SUPPLIED ENTRIES —
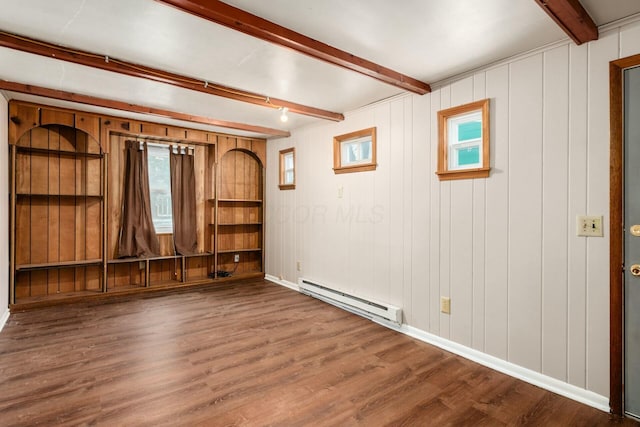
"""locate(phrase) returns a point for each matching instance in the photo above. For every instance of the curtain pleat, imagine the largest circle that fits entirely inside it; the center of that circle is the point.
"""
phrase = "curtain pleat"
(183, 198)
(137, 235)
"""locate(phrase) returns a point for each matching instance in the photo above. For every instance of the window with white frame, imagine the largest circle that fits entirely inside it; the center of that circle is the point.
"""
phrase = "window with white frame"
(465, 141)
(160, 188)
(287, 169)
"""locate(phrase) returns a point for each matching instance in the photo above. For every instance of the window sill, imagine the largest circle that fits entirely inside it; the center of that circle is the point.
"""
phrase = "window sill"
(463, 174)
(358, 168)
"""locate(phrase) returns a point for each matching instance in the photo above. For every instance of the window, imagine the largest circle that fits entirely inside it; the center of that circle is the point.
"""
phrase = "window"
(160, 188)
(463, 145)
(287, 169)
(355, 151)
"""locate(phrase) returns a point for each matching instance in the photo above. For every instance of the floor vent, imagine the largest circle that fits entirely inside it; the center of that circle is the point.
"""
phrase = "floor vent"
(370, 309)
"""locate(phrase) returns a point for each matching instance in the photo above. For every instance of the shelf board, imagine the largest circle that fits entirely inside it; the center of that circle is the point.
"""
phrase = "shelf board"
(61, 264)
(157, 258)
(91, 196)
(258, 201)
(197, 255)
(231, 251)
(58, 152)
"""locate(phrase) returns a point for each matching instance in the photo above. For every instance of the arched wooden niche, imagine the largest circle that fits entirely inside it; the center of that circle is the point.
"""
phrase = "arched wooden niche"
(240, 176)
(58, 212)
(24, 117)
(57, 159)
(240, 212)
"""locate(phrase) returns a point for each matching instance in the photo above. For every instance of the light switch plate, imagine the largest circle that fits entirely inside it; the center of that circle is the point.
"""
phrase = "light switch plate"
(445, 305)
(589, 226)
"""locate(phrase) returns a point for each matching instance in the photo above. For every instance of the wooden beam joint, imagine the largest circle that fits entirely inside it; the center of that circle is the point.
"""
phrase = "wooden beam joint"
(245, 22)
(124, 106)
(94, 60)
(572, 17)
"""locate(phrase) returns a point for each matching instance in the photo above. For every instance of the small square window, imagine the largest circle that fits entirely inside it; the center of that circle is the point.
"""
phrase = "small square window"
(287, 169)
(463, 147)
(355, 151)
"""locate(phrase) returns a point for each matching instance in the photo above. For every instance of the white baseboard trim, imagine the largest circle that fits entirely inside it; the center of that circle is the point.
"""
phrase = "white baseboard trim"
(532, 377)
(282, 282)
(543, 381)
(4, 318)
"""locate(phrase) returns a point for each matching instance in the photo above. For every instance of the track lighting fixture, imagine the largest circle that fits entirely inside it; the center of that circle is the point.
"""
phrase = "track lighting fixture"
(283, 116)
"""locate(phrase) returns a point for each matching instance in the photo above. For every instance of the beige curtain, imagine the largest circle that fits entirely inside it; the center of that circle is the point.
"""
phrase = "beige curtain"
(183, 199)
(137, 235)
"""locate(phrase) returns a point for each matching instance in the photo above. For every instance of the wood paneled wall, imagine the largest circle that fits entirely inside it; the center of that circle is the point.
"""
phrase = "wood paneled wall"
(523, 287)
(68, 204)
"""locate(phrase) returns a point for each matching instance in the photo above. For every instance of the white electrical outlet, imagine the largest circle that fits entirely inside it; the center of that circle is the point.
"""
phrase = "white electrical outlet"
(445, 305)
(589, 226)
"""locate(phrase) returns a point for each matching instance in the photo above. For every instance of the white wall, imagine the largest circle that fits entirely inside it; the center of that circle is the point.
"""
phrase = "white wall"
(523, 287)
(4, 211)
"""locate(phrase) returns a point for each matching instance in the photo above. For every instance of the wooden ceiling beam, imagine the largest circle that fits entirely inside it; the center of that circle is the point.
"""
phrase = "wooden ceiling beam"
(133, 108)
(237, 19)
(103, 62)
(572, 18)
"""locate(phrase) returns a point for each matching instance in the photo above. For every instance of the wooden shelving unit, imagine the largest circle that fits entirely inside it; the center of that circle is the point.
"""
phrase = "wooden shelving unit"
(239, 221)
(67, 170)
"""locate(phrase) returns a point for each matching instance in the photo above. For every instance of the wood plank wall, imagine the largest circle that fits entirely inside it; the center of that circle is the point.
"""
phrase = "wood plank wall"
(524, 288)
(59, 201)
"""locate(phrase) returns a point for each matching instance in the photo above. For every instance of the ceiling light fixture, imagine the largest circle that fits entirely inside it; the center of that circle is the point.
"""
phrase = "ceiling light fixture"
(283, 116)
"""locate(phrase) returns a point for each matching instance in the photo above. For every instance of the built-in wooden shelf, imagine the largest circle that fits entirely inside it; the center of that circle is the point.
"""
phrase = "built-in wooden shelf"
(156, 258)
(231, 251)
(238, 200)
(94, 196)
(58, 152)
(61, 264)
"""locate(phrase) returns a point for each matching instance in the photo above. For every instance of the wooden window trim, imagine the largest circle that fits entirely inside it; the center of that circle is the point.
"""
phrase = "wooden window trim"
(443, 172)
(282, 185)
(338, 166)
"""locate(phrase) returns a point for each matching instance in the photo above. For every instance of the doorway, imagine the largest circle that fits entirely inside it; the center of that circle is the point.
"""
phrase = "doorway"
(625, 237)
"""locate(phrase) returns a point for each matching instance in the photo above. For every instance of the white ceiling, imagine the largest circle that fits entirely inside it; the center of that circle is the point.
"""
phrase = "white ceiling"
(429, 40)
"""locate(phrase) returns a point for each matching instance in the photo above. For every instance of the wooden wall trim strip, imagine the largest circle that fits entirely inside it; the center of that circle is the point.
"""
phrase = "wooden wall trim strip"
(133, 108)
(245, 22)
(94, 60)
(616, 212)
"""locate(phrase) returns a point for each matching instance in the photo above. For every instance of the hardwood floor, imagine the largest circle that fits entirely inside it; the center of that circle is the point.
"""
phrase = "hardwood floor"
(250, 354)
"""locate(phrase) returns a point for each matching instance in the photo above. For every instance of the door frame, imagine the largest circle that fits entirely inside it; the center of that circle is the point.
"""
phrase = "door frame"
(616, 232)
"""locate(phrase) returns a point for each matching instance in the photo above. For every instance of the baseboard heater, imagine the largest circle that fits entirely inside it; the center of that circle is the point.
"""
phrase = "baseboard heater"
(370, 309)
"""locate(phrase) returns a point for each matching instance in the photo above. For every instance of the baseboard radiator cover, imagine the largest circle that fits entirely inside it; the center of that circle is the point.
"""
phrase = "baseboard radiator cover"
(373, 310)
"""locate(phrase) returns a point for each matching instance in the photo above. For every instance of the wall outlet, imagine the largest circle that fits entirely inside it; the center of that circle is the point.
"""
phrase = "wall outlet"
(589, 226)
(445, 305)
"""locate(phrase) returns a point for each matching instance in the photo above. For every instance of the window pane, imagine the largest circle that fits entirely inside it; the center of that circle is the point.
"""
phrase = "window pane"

SET PROBLEM —
Repeat the records above exactly, leaving out the pictures.

ANSWER BELOW —
"""locate(phrase) returns a point for each matching instance in the photo above. For every instance of the curtain pleat, imagine the largest circle that fits entirely inside it; the center of that circle is the point.
"""
phrase = "curtain pleat"
(183, 198)
(137, 235)
"""locate(phrase) returns a point for each matching instance in the photo above. For every instance of the window with white frame, imagine the largest circle that fits entirely inside it; the center of that circle is the point.
"""
phrase = "window with white frame"
(465, 141)
(160, 188)
(287, 169)
"""locate(phrase) returns a point for each matching instance in the photo above. For every instance of the window sill, imagine the largest circle that fits entirely inside it; the center of that circle is the point.
"""
phrase = "window sill"
(463, 174)
(358, 168)
"""locate(phrase) returns a point for each matching instance in the photo above. For every instance of the window, imagine the largest circle that fits entirely inside it; the center of that circle is the point.
"""
phrase = "window"
(160, 188)
(463, 145)
(287, 169)
(355, 151)
"""locate(phrase) returns a point for each matching instance in the photo above. For every instance of the floor vent, imagine the largest circle that fits entirely inside it; the center of that circle is the point.
"""
phrase = "floor vent"
(370, 309)
"""locate(phrase) returns a point for each matching instance in the photo above. For every instance of the shelf board, imagine the largest circle that fits entirely inside it; the center of that circle is the point.
"""
phrase = "shelf board"
(61, 264)
(157, 258)
(91, 196)
(258, 201)
(197, 255)
(231, 251)
(58, 152)
"""locate(phrase) returns a point for each matching instance in the photo above. For every instance of the arched wooden niche, imagine the largest circle that fits entirely inside it; the center of that circle is the point.
"""
phrase = "arched wooden niche"
(240, 176)
(58, 212)
(24, 117)
(57, 159)
(240, 212)
"""locate(phrase) returns a point for each matching instance in the photo above. For every instance of the light switch plate, imagine the largest circle that fits entirely inside it; the center of that circle is the point.
"""
phrase = "light switch plate"
(445, 305)
(589, 226)
"""locate(phrase) returns a point for each matching instance in the photo above. For every instance of the wooden beam joint, imagine the largest circle that fits entirely inside it; the center of that circle is the point.
"""
phrase = "wooden beam joint"
(245, 22)
(124, 106)
(94, 60)
(572, 17)
"""locate(phrase) returns a point for each matching instance in the photo above. For every instance of the small square window, imagine the largest circle that fits entirely inside it; the center of that circle is the point.
"""
phrase = "small square window"
(287, 169)
(463, 147)
(355, 151)
"""locate(phrase) returns a point for each matching instance in the photo above. For every instance of the white baseboard trim, imagine the largest circle that fits entirely inside it; the center of that circle is the point.
"""
phrase = "white baseboard trim"
(532, 377)
(282, 282)
(543, 381)
(4, 318)
"""locate(phrase) returns a point for each matching instance in the photo above. For every instance of the track lighting fixture, imagine the largest circle that fits entirely inside it; the center of that circle is the point.
"""
phrase = "track lighting fixture"
(283, 116)
"""locate(phrase) returns a point for each matching instance in the photo above. For every instance of the beige curtain, imagine the largest circle that fits entirely inside it; the center of that circle is the point.
"""
phrase = "beige curtain"
(183, 199)
(137, 235)
"""locate(phrase) returns a point for each matching instance in the photo above. For every instance of the wood paneled wall, imagine the largest circle that fits entirely inside it; the center of that circle is the point.
"""
phrase = "wood paneled wall"
(523, 287)
(68, 204)
"""locate(phrase) returns a point for each matching instance in the photo above. For every instance of the white electrical outlet, imagine the largest circle that fits entirely inside it; the center of that circle is the point.
"""
phrase = "white electrical outlet"
(445, 305)
(589, 226)
"""locate(phrase) returns a point for each matching instance in the photo above. For every instance of the white wall, imagine the largest circle that fits entirely inside it; the center of that circle is the point.
"""
phrase = "white wall"
(523, 287)
(4, 211)
"""locate(phrase) returns a point for each matching instance in the photo above. For every instance of the wooden ceiling beam, imagine the largest circle that fits entirely inside it; the center of that circle is the point.
"""
phrase = "wooden ceiling beam"
(133, 108)
(237, 19)
(103, 62)
(572, 18)
"""locate(phrase) returns a point for each matching instance in the photo above. For every instance of the wooden shelving unit, imagine the largest circle that fits entirely inside it; the center of that circle is the point.
"""
phrase = "wooden shelving unit"
(239, 221)
(67, 170)
"""locate(phrase) returns a point for each matching instance in the photo above. For every instance of the wood plank wall, imagine the largest circle that fits entirely inside it; the center of that circle is the point.
"""
phrase = "wood plank wall"
(524, 288)
(59, 201)
"""locate(phrase) returns a point for each matching instance in the photo above. For every instance of the ceiling light fixture, imagine the largest circle that fits entirely inside it; the center of that circle is the point.
"""
phrase = "ceiling light fixture"
(283, 116)
"""locate(phrase) returns a point for each matching instance in the photo above. For every instance of the built-in wooden shelf, imagine the largest circle that fits entirely inside it; the center of that circle is the point.
"""
phrase = "built-in wooden shelf"
(156, 258)
(231, 251)
(238, 200)
(94, 196)
(58, 152)
(61, 264)
"""locate(phrase) returns a point for each matching instance in the photo above. For every instance of the wooden window trim, imagine the largest circle that fits entirely inside it; the center of that circle is the point.
"""
phrase = "wooden window trim"
(443, 172)
(282, 185)
(338, 166)
"""locate(phrase) returns a point for each matching instance in the photo above. For every instance of the doorway, imagine the largest circle that fits entirely inside it; the center of that circle is the point.
"""
phrase = "doorway"
(625, 237)
"""locate(phrase) returns a point for each matching instance in the photo above. For every instance of the white ceiling, imagine the largest circle that fits entirely inside it; the center of that circle is the point.
"""
phrase = "white ceiling"
(429, 40)
"""locate(phrase) returns a point for each matching instance in the photo above. For every instance of the wooden wall trim strip, imagine the largest circle that fits entirely inside it; the center of that circle is the point.
"""
phrase = "wooden wall trim strip"
(133, 108)
(245, 22)
(94, 60)
(616, 212)
"""locate(phrase) returns a point for each matching instance in the photo above. For every instance of the hardwood floor, imagine the largest circle that fits entirely inside it; the center of that circle is the point.
"""
phrase = "hardwood floor"
(250, 354)
"""locate(phrase) returns a point for each matching instance in the photo above. For every instance of the door frame, imagine the largest circle that fits entirely inside it; the center of that circle is the point.
"""
phrase = "door frame"
(616, 232)
"""locate(phrase) returns a point for each matching instance in the photo above. For every instance of the baseboard heater, imagine the largest circle that fits entirely inside it; the center of that circle is the point.
"""
phrase = "baseboard heater"
(370, 309)
"""locate(phrase) returns a point for each matching instance in the photo above. For every instance of the baseboard radiator cover, imagine the largest circle that fits entirely inside it; the center of that circle is the point.
"""
phrase = "baseboard radiator cover"
(373, 310)
"""locate(phrase) returns a point for each matching instance in the photo above. For every instance of the wall outlet, imagine the largest circle that fits entirely inside it; the center of that circle is the point.
"""
phrase = "wall outlet"
(589, 226)
(445, 305)
"""locate(phrase) returns a point for each matching instance in the photo above. For every instance of the window pane, imagine the largest circle that fits entirely inside it; the center of that circle is the point.
"""
phrase = "window pane"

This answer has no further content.